Task input

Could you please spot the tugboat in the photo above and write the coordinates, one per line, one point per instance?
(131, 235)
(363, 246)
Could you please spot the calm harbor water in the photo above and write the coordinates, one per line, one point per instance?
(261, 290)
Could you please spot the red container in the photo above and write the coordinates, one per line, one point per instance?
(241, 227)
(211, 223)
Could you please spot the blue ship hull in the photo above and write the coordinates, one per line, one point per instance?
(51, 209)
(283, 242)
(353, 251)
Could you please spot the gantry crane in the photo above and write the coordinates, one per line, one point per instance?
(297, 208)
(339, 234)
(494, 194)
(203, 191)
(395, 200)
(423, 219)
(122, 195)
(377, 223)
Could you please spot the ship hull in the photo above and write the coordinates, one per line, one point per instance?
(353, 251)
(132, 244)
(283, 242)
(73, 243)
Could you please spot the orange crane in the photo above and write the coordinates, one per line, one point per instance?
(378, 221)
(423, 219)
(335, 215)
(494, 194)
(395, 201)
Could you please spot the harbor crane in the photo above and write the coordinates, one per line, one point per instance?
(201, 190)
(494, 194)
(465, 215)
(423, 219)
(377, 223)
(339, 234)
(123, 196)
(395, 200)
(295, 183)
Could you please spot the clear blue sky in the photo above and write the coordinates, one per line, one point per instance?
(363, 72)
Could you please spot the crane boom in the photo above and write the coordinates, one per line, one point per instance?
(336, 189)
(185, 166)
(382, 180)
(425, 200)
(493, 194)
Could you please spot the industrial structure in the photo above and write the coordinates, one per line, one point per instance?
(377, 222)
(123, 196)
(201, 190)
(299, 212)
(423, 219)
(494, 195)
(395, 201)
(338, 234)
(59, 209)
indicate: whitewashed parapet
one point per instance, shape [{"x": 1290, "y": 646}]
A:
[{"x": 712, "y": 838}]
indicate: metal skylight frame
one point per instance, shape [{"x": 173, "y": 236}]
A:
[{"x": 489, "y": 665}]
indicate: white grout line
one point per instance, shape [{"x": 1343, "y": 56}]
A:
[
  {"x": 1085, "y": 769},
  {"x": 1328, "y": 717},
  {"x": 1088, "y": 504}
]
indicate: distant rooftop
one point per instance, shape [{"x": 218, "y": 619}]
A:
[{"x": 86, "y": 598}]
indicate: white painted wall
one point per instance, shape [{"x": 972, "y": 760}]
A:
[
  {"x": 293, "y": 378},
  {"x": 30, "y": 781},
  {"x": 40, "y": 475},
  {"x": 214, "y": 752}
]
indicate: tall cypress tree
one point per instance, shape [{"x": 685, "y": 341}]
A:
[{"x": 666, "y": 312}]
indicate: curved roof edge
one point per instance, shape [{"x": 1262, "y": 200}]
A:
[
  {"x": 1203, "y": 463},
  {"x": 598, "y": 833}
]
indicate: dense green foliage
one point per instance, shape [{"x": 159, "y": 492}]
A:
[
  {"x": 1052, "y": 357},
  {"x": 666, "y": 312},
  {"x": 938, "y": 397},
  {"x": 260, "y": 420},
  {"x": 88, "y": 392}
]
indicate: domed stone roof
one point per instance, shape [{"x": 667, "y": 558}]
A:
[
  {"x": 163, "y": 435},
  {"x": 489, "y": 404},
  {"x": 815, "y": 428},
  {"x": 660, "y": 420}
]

The task
Output the listing above exactly, keeping each line as it was.

Answer box
Could you please spot the tugboat in the photo above and write the coordinates, one per line, one point per instance?
(131, 235)
(363, 246)
Could you please spot the calm harbor water in the photo above and write the coordinates, one per line, one point per instance?
(261, 290)
Could you please spot the red container in the photo above and write the coordinates, one per line, one point per instance?
(241, 227)
(211, 223)
Could you please spot the blue ship hull in the photo above and write the coordinates, one per line, one point per instance?
(51, 209)
(283, 242)
(353, 251)
Could you please spot the gantry crane in the photo above and write the coordinates, one per line, one point per instance?
(297, 208)
(339, 234)
(494, 194)
(203, 191)
(395, 200)
(423, 219)
(122, 195)
(377, 223)
Could you please spot the ship hull in the photo above and write the coordinates, one per line, one point per instance?
(353, 251)
(132, 244)
(283, 242)
(73, 243)
Could you please spot the orange crane in the photo above and write the coordinates, one per line, one point per instance?
(378, 221)
(423, 219)
(335, 215)
(494, 194)
(395, 201)
Could you please spot the harbor crane in the photo above and write the coordinates, one per line, one point per instance?
(201, 190)
(494, 194)
(465, 215)
(423, 219)
(377, 223)
(339, 234)
(123, 196)
(395, 200)
(295, 183)
Could you please spot the clear blue sky in the photo above and write the coordinates, one per line, one point per instance?
(363, 72)
Could you please spot the crane boom in the photo above and write the coordinates, one per line, one point per instance?
(336, 189)
(185, 166)
(382, 180)
(425, 200)
(493, 194)
Could you please spot the industrial structure in the photo above and write the coordinates, one per line, one point per instance?
(377, 222)
(123, 196)
(201, 190)
(299, 212)
(423, 219)
(494, 195)
(395, 201)
(338, 234)
(59, 209)
indicate: whitewashed parapet
one point per instance, shape [{"x": 1290, "y": 646}]
A:
[{"x": 712, "y": 838}]
indicate: metal skylight frame
one point per instance, shape [{"x": 173, "y": 236}]
A:
[{"x": 489, "y": 665}]
indicate: white grout line
one point per instance, shape [{"x": 1343, "y": 56}]
A:
[
  {"x": 1085, "y": 769},
  {"x": 1328, "y": 717},
  {"x": 1088, "y": 504}
]
indicate: distant rooftop
one point per instance, shape [{"x": 218, "y": 619}]
A:
[{"x": 86, "y": 598}]
indicate: white painted wall
one point per instance, shape [{"x": 972, "y": 760}]
A:
[
  {"x": 293, "y": 378},
  {"x": 30, "y": 781},
  {"x": 40, "y": 475},
  {"x": 214, "y": 752}
]
indicate: tall cypress tree
one point per instance, shape [{"x": 685, "y": 341}]
A:
[{"x": 666, "y": 312}]
indicate: curved roof edge
one point per instance, shape [{"x": 1262, "y": 200}]
A:
[
  {"x": 1203, "y": 463},
  {"x": 598, "y": 833}
]
indicate: dense green foliage
one point per instance, shape [{"x": 159, "y": 492}]
A:
[
  {"x": 1052, "y": 357},
  {"x": 666, "y": 312},
  {"x": 938, "y": 397},
  {"x": 260, "y": 420},
  {"x": 88, "y": 392}
]
indicate: domed stone roof
one point per instance, shape [{"x": 667, "y": 558}]
A:
[
  {"x": 163, "y": 435},
  {"x": 489, "y": 404},
  {"x": 815, "y": 428},
  {"x": 660, "y": 420}
]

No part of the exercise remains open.